• [DOCUMENT SEGMENT]
[start]

= List of Connecticut placenames of Native American origin =

The following list includes settlements, geographic features, and political subdivisions of Connecticut whose names are derived from Native American languages.

==Listings==
===State===
- Connecticut – from some Eastern Algonquian language of southern New England (perhaps Mahican), meaning "at the long tidal river" (after the Connecticut River).

===Settlements===

- Aspetuck: (Paugussett) "at the high place"
  - Shared with the Aspetuck River.
- Cos Cob: (Mohegan from Cassacubque) "high rocks"
- Hockanum: (Podunk) "hook"
  - Shared with the Hockanum River.
- Massapeag: (Mohegan) "place at the large cove"

[end]

• [DATA EXCERPTS]
[start]

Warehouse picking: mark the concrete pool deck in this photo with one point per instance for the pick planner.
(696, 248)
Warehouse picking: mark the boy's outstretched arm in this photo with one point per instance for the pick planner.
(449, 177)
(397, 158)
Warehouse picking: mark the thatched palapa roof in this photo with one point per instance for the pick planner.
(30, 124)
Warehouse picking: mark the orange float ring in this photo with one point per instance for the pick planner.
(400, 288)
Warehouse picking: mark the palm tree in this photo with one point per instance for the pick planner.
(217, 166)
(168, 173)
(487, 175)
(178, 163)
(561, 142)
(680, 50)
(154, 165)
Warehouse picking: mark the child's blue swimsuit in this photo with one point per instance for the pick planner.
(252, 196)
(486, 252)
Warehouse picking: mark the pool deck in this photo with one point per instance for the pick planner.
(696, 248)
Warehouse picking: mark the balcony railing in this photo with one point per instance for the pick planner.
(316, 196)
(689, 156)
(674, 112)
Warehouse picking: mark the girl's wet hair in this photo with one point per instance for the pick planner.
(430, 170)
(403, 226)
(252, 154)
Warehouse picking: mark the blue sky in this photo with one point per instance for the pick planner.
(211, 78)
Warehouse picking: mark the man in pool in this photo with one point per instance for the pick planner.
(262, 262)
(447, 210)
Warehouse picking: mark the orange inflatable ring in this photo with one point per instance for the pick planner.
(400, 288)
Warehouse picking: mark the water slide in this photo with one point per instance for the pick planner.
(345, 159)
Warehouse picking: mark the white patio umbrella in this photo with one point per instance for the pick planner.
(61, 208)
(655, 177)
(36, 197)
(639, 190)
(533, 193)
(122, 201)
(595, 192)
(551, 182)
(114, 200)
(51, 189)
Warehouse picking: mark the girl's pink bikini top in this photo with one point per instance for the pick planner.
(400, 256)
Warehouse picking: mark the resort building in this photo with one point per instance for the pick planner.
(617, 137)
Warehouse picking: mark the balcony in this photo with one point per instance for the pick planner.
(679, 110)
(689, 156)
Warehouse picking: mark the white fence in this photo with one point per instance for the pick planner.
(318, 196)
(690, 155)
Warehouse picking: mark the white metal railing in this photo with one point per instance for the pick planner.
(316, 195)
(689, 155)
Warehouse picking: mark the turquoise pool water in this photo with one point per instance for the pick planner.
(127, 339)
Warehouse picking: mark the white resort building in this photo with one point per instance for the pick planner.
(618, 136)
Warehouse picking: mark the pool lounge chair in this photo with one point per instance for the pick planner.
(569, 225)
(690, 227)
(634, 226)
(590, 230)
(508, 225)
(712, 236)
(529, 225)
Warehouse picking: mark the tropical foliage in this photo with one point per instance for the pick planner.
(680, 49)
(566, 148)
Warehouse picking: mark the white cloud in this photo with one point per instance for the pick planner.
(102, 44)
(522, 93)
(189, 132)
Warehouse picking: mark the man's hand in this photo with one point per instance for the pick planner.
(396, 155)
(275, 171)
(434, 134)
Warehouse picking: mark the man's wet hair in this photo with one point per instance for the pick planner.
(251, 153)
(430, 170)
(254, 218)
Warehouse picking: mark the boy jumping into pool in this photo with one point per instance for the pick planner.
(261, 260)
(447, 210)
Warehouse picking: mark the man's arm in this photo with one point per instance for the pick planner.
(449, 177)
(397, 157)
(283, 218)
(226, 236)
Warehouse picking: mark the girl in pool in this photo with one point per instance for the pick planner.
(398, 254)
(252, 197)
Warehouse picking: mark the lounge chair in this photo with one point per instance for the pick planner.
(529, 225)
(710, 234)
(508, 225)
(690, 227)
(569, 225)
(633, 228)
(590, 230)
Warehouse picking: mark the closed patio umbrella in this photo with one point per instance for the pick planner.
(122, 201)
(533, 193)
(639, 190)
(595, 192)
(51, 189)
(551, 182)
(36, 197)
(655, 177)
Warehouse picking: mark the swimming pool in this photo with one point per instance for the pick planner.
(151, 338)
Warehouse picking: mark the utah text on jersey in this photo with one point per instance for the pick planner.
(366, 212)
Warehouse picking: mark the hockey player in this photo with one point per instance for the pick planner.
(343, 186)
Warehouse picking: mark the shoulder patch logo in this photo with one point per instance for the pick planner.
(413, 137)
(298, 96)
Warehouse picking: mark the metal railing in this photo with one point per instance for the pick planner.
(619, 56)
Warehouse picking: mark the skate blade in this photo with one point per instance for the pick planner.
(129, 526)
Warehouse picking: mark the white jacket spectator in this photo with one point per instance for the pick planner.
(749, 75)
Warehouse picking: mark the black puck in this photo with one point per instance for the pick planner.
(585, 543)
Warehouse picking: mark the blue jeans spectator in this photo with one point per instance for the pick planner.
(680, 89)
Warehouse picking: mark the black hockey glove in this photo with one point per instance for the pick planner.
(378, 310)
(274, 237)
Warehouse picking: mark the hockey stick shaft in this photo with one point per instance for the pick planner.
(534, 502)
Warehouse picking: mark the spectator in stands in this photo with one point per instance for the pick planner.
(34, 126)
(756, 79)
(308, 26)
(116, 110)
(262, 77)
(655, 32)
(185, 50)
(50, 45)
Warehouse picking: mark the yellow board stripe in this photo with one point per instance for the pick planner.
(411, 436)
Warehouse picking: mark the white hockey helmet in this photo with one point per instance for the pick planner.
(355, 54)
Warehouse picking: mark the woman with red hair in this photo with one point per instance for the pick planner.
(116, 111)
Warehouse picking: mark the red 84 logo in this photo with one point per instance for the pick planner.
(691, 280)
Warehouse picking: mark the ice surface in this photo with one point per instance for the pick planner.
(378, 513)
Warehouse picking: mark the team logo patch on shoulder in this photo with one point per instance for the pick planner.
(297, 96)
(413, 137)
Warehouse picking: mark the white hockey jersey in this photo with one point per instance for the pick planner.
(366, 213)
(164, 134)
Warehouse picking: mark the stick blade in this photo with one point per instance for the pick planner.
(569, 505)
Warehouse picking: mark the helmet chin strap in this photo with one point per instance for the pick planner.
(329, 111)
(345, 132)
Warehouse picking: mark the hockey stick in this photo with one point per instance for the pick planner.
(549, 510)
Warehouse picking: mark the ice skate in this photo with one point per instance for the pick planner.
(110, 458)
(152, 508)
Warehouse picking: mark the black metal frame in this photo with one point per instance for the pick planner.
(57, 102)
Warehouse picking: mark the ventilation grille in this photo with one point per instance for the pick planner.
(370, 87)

[end]

• [WRITTEN TASK 1] Reproduce word for word the part of the list of Connecticut placenames that begins with the words containing "The following list" and ends with "the Aspetuck River.".
• [WRITTEN TASK 2] According to the list of Connecticut placenames, what language does the name Hockanum come from, and what does it mean?

• [TASK RESULT 1]
The following list includes settlements, geographic features, and political subdivisions of Connecticut whose names are derived from Native American languages.

==Listings==
===State===
- Connecticut – from some Eastern Algonquian language of southern New England (perhaps Mahican), meaning "at the long tidal river" (after the Connecticut River).

===Settlements===

- Aspetuck: (Paugussett) "at the high place"
  - Shared with the Aspetuck River.

• [TASK RESULT 2] Hockanum comes from Podunk and means "hook."